Records excerpted from a collection
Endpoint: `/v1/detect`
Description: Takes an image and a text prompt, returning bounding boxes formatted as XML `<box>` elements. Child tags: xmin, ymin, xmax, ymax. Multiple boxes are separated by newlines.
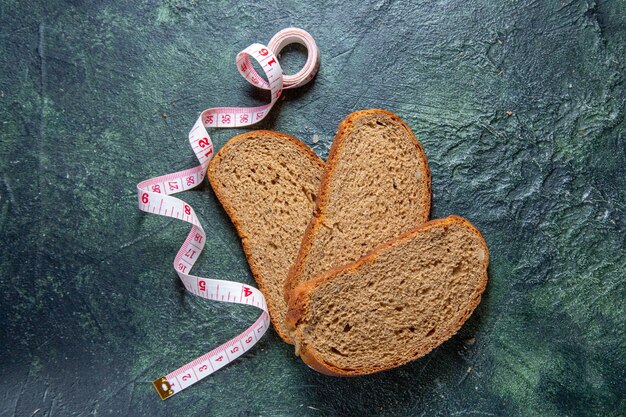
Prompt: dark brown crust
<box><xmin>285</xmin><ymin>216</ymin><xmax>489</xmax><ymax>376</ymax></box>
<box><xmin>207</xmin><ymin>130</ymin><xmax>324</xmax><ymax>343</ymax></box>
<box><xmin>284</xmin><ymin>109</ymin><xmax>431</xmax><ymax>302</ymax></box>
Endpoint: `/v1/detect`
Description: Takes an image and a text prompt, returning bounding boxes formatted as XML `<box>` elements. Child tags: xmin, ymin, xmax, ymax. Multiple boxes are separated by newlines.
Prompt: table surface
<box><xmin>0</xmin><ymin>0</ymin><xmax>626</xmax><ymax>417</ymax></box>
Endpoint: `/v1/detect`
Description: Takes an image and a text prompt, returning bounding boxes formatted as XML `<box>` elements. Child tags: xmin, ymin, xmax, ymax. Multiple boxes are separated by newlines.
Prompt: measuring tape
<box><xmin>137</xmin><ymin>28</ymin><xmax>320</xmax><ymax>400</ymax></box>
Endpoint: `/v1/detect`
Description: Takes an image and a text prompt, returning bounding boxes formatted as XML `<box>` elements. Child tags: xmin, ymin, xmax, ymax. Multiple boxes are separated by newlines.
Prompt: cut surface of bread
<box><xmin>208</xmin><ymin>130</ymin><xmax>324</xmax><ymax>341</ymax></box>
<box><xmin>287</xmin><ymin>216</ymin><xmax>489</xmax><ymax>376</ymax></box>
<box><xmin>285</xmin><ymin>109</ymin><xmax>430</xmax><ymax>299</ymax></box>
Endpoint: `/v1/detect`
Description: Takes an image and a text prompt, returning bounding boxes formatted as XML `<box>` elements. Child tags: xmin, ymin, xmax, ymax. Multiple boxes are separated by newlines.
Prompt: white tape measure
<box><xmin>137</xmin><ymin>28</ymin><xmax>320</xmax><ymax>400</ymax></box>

---

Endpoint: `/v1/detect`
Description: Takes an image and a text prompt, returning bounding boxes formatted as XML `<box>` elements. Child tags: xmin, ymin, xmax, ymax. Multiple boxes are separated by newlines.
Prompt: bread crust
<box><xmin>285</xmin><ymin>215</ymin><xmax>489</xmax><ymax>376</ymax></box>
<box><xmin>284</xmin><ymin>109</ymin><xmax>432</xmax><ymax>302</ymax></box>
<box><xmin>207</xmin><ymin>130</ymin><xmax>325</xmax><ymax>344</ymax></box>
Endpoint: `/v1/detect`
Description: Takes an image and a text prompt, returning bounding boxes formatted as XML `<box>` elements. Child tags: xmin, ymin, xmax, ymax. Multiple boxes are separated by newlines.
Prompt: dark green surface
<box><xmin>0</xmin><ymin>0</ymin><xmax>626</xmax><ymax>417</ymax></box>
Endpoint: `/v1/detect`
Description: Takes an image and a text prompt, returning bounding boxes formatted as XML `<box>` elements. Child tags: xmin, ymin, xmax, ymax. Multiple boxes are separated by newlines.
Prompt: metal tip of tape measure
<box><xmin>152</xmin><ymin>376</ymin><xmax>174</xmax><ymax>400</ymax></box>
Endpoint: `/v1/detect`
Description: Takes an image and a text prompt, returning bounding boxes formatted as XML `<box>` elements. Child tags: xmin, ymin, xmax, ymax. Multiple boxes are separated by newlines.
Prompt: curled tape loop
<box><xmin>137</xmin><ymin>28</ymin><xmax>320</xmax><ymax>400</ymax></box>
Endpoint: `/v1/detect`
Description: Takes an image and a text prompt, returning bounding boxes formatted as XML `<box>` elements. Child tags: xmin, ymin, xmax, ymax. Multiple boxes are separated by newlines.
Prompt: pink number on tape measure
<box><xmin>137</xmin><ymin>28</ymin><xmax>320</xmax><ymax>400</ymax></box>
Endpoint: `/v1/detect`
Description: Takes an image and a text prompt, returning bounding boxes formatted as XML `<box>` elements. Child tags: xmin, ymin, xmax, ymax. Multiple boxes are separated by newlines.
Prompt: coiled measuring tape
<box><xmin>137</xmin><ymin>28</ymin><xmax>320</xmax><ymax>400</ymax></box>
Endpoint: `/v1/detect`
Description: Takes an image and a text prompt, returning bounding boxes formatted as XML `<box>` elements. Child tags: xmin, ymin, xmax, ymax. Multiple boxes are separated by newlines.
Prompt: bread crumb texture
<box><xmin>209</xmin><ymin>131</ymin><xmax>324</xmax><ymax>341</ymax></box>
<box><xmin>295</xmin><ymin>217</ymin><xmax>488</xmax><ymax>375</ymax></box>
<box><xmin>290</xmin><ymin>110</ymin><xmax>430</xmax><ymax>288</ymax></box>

--

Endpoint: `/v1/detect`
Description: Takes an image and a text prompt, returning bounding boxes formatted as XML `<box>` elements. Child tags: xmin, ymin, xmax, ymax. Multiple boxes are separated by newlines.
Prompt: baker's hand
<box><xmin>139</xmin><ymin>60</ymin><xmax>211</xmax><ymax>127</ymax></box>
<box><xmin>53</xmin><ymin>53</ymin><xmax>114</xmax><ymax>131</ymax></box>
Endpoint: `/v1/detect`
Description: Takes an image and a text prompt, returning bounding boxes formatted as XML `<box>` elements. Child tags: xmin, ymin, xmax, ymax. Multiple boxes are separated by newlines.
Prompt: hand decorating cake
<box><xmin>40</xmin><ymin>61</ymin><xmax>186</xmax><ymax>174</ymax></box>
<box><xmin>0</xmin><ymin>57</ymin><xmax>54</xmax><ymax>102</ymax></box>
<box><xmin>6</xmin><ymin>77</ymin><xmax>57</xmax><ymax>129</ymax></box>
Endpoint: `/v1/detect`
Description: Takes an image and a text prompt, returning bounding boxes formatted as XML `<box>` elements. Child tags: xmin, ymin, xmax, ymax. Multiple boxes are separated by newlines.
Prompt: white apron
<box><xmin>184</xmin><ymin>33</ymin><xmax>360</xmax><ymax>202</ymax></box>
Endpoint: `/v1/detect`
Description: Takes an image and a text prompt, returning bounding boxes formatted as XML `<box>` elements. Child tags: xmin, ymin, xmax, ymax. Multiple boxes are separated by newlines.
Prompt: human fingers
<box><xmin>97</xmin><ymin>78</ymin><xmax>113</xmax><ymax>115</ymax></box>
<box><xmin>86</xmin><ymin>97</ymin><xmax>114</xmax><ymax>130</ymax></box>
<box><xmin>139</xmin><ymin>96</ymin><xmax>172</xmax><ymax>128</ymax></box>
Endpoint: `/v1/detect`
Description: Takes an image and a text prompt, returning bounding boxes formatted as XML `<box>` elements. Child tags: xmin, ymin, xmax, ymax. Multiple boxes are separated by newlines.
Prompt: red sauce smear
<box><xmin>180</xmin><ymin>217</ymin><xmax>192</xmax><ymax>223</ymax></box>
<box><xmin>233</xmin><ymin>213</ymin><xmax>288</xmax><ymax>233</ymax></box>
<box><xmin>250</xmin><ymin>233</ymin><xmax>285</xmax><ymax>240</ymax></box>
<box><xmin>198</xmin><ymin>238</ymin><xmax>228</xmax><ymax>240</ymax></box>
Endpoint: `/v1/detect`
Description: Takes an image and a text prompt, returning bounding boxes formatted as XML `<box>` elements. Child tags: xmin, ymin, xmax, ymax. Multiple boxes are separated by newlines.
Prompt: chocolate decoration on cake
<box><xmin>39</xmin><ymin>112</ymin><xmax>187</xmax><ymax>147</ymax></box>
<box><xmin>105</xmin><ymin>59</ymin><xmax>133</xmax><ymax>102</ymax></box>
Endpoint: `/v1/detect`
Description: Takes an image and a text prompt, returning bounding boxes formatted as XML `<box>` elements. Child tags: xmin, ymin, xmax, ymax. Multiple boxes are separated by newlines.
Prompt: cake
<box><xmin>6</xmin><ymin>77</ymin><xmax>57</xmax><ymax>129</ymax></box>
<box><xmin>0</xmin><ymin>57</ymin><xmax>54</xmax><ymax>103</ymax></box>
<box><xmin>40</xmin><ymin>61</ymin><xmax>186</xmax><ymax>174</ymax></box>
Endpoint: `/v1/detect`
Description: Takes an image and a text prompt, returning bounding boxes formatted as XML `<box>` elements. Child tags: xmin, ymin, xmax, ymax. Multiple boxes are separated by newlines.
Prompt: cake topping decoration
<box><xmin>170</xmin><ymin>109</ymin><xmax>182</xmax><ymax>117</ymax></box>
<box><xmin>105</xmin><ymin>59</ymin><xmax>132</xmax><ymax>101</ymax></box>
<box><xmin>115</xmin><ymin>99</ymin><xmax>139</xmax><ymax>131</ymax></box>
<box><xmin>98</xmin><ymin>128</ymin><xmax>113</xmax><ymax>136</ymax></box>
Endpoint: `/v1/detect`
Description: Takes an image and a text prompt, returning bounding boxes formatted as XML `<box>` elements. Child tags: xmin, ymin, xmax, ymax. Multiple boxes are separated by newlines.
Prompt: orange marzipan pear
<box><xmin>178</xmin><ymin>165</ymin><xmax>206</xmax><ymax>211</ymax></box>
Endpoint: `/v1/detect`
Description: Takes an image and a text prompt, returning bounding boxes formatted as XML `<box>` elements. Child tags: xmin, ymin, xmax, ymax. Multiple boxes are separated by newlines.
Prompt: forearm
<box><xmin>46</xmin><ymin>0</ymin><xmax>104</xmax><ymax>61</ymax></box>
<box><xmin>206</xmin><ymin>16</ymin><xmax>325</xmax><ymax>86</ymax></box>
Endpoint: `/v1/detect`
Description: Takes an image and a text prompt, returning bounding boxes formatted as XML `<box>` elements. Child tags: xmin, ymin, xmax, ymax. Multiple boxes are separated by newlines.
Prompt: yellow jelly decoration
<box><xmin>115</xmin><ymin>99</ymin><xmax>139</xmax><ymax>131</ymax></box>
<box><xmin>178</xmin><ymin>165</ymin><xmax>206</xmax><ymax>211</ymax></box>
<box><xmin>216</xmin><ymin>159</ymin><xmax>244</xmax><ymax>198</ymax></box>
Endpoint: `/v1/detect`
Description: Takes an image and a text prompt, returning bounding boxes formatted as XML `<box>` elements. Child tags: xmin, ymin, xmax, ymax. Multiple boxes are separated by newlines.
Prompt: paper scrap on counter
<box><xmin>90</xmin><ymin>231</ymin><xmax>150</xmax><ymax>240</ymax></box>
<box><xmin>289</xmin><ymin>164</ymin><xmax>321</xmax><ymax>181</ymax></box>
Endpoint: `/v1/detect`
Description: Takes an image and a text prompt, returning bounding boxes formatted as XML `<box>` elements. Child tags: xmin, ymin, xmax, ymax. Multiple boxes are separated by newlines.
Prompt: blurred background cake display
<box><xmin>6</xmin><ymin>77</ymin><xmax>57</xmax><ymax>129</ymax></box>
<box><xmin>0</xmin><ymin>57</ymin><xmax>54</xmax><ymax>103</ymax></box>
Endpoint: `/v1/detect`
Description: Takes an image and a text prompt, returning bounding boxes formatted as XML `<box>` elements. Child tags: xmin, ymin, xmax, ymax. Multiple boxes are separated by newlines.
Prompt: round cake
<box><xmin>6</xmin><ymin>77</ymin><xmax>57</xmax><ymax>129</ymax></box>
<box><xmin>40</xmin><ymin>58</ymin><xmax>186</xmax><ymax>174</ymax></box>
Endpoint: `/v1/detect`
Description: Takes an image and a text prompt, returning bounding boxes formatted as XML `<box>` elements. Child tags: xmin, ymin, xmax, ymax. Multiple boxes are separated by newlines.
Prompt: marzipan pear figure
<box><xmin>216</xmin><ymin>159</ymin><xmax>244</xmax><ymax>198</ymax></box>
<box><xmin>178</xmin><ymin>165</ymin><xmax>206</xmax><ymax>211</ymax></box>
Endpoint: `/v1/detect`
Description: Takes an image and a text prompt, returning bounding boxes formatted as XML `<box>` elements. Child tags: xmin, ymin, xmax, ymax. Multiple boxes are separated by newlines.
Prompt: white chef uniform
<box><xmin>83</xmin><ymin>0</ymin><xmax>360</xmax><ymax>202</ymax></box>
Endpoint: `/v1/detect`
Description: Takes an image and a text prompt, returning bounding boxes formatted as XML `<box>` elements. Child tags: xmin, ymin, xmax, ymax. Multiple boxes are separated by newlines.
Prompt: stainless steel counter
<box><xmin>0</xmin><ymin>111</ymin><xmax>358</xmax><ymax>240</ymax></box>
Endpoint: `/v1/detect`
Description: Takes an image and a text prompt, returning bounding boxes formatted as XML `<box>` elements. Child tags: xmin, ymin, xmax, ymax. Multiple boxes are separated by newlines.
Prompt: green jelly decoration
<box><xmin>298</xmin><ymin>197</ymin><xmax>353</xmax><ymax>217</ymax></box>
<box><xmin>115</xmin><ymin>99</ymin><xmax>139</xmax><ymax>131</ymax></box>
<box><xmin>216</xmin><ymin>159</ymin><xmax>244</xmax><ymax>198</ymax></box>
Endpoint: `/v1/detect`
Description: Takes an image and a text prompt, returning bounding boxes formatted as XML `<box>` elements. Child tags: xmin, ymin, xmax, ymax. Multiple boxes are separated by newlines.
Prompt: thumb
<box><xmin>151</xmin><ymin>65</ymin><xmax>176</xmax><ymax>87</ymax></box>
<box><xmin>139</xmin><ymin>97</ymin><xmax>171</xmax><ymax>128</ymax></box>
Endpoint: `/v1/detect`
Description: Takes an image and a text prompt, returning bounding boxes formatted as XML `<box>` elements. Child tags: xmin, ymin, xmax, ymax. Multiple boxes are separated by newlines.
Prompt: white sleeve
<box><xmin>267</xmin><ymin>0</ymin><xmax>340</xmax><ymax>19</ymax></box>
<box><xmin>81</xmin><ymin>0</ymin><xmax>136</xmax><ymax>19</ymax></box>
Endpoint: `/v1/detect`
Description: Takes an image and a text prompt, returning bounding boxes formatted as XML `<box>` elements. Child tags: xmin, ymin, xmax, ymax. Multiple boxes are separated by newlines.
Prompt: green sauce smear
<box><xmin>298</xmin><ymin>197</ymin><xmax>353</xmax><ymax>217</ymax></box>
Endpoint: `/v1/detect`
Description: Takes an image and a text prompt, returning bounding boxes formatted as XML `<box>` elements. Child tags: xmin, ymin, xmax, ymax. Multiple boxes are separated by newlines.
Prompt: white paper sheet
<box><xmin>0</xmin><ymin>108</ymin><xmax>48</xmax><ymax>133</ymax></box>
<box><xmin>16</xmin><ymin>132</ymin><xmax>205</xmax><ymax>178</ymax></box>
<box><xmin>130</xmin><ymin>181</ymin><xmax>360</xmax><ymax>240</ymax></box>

* _WORK INSTRUCTIONS_:
Count the lines in the listing above that contain the string "smear", treating case as significant, and reply with only the number.

* _ANSWER FOR THIS EXERCISE_:
2